GOAL: Please recast the material below, from the line with "of the woman" through the end of the material, as a two-column CSV headed instruction and answer. Give one row for each instruction with its answer, and put each value in one quoted field with any line breaks turned into spaces.
START SUPPLIED RECORDS
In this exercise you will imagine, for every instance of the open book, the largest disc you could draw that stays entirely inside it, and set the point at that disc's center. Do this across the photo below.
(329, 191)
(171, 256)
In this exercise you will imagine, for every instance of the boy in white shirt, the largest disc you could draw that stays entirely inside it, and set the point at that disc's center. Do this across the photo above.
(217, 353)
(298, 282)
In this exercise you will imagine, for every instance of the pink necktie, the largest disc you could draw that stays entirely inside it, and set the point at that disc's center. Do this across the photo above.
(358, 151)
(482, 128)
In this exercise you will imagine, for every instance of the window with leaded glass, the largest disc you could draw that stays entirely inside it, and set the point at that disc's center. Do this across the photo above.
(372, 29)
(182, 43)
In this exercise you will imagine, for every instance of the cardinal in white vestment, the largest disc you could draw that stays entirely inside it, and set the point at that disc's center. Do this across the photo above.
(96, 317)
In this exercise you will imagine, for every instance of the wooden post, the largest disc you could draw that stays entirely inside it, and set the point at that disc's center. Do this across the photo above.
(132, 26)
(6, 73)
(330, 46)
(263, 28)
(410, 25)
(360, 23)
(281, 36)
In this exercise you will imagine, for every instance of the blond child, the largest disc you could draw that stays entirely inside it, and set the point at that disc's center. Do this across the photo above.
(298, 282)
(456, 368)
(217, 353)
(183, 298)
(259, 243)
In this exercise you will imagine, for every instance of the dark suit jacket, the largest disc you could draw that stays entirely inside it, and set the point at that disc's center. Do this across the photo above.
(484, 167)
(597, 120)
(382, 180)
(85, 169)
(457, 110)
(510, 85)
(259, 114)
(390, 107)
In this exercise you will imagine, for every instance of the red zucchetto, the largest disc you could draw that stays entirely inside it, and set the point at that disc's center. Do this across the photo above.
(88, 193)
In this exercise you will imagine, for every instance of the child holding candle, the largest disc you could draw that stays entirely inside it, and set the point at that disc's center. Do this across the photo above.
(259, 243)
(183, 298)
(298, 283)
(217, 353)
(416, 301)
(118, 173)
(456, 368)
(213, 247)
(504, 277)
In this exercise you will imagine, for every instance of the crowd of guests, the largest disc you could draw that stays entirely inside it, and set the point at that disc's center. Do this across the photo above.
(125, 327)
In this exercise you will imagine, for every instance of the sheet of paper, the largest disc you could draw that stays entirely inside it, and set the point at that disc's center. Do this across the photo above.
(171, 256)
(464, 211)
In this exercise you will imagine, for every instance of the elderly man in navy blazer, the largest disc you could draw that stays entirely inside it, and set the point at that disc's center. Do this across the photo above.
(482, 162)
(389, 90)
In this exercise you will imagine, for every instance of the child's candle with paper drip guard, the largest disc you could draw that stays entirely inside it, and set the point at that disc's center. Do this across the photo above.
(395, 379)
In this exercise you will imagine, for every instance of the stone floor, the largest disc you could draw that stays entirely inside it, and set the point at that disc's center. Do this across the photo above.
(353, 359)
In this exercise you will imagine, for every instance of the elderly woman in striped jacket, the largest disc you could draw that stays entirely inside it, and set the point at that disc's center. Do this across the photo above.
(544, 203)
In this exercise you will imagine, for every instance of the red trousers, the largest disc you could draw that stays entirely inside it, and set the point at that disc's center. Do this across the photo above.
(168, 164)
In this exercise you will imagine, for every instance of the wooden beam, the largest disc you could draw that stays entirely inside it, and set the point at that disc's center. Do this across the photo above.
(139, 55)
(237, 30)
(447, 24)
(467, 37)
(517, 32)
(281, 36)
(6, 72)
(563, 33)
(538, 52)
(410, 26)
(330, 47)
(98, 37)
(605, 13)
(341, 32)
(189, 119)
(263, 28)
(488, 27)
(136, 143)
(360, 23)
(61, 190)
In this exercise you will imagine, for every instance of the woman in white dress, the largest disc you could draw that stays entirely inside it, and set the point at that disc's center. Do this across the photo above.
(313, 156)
END SUPPLIED RECORDS
SOLVED PROBLEM:
instruction,answer
"In this exercise you will imagine, for every instance of the woman in white dress, the largest disc you could draw that stays entirely inside it, and set the point at that disc's center. Do this across the photo above.","(313, 156)"